─── Record excerpts ───

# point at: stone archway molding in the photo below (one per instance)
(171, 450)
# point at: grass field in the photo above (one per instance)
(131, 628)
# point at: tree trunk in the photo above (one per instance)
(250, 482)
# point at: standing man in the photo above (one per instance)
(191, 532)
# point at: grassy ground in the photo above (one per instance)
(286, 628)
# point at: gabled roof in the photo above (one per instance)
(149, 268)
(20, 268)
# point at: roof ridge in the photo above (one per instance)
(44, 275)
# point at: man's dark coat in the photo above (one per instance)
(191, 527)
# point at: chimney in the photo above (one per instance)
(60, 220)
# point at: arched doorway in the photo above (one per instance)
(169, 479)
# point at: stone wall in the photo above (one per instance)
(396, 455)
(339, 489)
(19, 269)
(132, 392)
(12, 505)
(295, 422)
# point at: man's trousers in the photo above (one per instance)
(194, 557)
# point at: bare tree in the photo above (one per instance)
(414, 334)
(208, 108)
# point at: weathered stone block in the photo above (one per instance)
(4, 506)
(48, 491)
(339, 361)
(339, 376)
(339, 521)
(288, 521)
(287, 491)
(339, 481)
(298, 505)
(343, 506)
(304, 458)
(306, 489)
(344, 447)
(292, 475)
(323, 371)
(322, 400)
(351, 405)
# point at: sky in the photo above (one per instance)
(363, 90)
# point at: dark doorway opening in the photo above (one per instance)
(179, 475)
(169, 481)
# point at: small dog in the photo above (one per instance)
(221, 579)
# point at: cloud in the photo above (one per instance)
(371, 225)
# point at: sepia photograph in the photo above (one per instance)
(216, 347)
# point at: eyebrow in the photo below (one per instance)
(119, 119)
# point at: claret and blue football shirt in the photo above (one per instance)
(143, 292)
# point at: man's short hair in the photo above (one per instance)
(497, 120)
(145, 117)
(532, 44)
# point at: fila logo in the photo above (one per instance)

───

What needs to be done => Starting at the line that has "# point at: claret" and running through the last line of the data above, recast those lines as a numbered list, leaving out any blank lines.

Task answer =>
1. # point at: claret and blue football shirt in the photo above (one per instance)
2. (143, 292)
3. # point at: man's short hair in the photo above (one per instance)
4. (497, 120)
5. (145, 117)
6. (532, 44)
7. # point at: fila logo in the photo above (one per instance)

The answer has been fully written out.